--- Start SOURCE EXCERPT ---
|
This page last changed on Jun 13, 2007 by ssteger@uga.edu.
Sentimentality Storyboard
There are two possible scenarios which I outline below. The first is that I know the classification and I want to know what low-level features correlate in similarly-classified texts. The second is that I want to know which other texts might also be grouped with a dataset based on their similarity in features - the "more like these" classification.
SESSION ONE - Feature extraction
There are six passages from texts in which I am particularly interested - these include Bleak House, Uncle Tom's Cabin, The Old Curiosity Shop, The History of Mary Prince, Mary Barton, and Little Women. (NOTE - Mary Prince is a part of the DocSouth collection, and the other texts are likely a part of the NCF collections.) There are sections of each text which are either repeatedly referenced as being sentimental or that I've identified as highly sentimental for the purposes of my study. I know the classification of the texts; what I don't know is which low-level features form the sentimental pattern.
I sit down at my computer and open up MONK. I am able to browse the available collections and select my first text. I then am able to view the text as divided into chapter (or equivalent) divisions. I select, and I am able to browse my selected division. I isolate the section of the division in which I'm interested, and I highlight and drag it into a window in which I can build my dataset. In this window, I'm able to rank the level of sentimentality of the selection. When I have completed the ranking, the selection minimizes, and I go back to the collection to add more ranked selections to my dataset. I may even throw in one or two sections of text that are very unsentimental to expand the training set.
--- End SOURCE EXCERPT ---
--- Start PROVIDED RECORDS ---
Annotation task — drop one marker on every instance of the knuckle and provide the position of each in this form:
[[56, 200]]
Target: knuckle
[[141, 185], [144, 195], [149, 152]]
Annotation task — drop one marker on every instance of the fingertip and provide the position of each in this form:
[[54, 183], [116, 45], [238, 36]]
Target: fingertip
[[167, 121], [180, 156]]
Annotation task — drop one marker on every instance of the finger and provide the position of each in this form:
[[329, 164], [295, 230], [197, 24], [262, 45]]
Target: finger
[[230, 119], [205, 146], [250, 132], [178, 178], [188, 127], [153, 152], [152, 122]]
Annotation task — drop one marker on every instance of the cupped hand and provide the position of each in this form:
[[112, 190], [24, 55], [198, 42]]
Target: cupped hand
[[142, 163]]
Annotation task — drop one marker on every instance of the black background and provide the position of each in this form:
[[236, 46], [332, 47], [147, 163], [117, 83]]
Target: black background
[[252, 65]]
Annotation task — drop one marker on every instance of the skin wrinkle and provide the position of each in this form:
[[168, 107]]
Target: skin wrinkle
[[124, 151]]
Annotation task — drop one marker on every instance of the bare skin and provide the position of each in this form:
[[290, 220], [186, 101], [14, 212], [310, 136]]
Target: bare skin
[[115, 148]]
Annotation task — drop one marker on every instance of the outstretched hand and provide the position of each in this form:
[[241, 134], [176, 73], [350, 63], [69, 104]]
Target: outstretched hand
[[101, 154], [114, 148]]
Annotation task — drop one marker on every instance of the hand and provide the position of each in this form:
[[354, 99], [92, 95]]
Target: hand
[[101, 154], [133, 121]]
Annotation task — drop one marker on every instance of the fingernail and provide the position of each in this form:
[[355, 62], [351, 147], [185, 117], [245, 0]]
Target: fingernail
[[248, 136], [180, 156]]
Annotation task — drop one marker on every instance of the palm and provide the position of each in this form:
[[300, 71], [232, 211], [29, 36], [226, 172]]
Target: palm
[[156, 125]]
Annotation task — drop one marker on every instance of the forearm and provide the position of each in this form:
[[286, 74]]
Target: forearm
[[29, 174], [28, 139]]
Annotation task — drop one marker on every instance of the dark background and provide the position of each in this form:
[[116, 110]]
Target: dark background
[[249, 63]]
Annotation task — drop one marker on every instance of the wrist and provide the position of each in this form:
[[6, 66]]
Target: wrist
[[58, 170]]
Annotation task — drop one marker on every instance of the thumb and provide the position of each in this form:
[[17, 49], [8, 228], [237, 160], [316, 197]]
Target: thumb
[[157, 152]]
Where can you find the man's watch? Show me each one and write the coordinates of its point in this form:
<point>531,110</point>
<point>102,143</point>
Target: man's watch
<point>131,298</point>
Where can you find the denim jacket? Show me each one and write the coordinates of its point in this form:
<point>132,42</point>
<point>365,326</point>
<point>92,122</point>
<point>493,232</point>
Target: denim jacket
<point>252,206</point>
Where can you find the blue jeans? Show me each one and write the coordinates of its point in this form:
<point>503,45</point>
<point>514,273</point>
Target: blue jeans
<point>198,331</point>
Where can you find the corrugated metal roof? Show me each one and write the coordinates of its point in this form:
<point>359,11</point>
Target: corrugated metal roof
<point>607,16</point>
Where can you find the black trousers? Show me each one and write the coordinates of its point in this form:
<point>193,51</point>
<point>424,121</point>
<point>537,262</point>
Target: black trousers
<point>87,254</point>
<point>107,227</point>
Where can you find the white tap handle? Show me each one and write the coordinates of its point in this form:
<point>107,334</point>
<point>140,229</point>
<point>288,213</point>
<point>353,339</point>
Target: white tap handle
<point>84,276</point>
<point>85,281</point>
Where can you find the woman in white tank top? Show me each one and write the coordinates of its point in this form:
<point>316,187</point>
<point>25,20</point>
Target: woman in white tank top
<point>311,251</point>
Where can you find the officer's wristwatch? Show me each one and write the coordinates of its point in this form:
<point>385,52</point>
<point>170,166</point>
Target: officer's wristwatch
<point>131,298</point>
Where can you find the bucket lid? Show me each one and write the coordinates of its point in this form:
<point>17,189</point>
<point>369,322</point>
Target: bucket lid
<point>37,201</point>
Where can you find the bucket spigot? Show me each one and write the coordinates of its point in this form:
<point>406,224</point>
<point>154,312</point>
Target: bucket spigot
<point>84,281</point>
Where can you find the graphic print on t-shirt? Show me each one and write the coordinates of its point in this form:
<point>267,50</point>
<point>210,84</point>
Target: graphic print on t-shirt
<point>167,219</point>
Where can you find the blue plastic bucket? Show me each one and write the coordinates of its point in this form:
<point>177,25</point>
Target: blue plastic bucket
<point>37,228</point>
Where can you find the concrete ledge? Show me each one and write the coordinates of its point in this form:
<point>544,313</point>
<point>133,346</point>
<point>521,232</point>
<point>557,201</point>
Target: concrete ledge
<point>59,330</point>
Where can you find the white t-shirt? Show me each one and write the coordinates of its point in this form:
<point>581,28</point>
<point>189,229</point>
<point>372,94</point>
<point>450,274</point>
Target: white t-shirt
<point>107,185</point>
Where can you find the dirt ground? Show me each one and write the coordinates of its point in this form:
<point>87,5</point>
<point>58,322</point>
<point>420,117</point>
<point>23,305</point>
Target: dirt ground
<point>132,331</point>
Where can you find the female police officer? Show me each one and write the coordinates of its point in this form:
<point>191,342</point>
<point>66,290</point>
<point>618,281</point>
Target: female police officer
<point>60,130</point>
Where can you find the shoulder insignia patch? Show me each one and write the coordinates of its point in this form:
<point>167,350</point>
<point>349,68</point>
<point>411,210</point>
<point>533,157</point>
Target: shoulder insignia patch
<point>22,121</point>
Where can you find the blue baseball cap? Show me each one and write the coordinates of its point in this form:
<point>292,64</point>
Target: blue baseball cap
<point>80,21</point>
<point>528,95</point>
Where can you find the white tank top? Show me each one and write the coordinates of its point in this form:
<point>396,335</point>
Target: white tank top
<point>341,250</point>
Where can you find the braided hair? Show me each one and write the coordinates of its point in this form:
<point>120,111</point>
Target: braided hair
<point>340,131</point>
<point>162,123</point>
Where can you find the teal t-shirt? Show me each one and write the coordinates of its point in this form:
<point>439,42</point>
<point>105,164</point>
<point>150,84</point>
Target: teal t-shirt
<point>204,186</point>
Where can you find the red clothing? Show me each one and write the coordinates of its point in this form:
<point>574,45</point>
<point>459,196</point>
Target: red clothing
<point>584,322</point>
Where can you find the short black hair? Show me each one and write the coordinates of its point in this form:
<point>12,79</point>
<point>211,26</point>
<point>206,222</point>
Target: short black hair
--- End PROVIDED RECORDS ---
GIVEN INSTRUCTION 1: Please reproduce word for word the part of the sentimentality storyboard from "SESSION ONE - Feature" up to and including "the sentimental pattern.".
GIVEN INSTRUCTION 2: According to the sentimentality storyboard, why might the user add one or two very unsentimental sections of text to the dataset? Answer in one to three sentences.

RESPONSE 1:
SESSION ONE - Feature extraction
There are six passages from texts in which I am particularly interested - these include Bleak House, Uncle Tom's Cabin, The Old Curiosity Shop, The History of Mary Prince, Mary Barton, and Little Women. (NOTE - Mary Prince is a part of the DocSouth collection, and the other texts are likely a part of the NCF collections.) There are sections of each text which are either repeatedly referenced as being sentimental or that I've identified as highly sentimental for the purposes of my study. I know the classification of the texts; what I don't know is which low-level features form the sentimental pattern.

RESPONSE 2: The user may add one or two very unsentimental sections to expand the training set.